+++ RECORDS FOR THE TASK +++

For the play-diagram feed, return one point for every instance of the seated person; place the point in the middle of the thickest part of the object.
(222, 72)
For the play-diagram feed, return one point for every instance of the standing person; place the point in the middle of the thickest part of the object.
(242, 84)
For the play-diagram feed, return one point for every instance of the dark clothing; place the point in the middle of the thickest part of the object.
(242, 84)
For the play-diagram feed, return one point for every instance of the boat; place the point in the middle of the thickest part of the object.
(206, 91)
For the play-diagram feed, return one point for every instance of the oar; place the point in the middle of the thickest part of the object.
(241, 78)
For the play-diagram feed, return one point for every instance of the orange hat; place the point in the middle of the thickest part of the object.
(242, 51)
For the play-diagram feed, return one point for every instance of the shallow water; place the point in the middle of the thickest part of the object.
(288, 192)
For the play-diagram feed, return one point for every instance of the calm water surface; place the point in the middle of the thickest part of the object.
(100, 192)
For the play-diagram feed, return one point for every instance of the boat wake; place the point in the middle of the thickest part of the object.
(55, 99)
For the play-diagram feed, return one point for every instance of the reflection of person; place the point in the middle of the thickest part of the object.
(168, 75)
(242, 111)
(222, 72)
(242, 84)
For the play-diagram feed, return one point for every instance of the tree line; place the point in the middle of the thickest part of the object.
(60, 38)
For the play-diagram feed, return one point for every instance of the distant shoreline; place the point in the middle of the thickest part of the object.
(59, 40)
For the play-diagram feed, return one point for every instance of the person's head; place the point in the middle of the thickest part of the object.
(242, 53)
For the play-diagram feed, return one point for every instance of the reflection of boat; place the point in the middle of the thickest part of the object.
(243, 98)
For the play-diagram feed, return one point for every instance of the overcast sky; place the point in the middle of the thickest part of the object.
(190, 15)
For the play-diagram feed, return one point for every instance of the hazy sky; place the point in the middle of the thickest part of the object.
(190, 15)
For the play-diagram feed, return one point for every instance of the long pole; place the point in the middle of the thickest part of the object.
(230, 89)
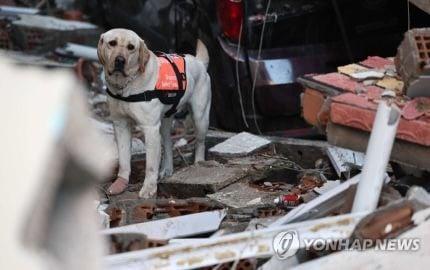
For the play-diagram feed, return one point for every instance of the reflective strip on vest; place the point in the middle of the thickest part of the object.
(167, 79)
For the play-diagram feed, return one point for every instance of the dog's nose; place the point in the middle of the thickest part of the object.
(119, 62)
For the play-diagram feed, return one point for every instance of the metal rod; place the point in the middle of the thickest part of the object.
(377, 157)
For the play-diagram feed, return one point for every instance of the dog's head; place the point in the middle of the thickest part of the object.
(123, 54)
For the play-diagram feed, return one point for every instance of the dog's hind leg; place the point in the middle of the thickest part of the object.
(200, 105)
(167, 161)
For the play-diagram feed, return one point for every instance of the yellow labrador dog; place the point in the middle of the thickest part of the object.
(132, 72)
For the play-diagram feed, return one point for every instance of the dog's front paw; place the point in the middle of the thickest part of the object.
(165, 172)
(148, 191)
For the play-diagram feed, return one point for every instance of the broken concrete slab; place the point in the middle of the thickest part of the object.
(241, 144)
(242, 195)
(202, 178)
(181, 226)
(248, 244)
(344, 159)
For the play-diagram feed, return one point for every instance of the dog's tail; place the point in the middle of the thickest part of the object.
(202, 53)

+++

WHAT IS BEING ASKED:
In the listing above, find the line with "the dog's nose;" and set down that line and all after it exactly, through the final line.

SOLUTION FOR THIS EXERCISE:
For the play-diagram feed, return one point for every instance of the dog's nose; place the point in the middle of the thickest part of the object.
(119, 62)
For the play-diagram feed, return one point for every instance of the metal rod; place the point in the middle of the thickest part of the object.
(377, 157)
For the play-diagram feed, return one point for every instance of the dog's head; place the point in the middle of the thickest part of the object.
(123, 54)
For the play-diagram feed, return one point for every instance of the dog's hind leg; place the point in the middle of the thickest part of the object.
(200, 105)
(167, 161)
For the play-diagram feed, return one point for every instance of the yellow labrador dog; place the point in the middle of the thickest part of the object.
(132, 72)
For the play-diagram feed, return one point for every instance of the dog's front paw; place the point in the middle of the thickest part of the object.
(165, 172)
(148, 191)
For the play-diagram feed, return one point for every instance of the broken concrete slab; place the point in the middle of the thickest part of the object.
(241, 144)
(242, 195)
(202, 178)
(181, 226)
(248, 244)
(344, 159)
For the play-diagram feed, return one point for every instance of the dog's tail; place the point in the middle of the thickest part of the object.
(202, 53)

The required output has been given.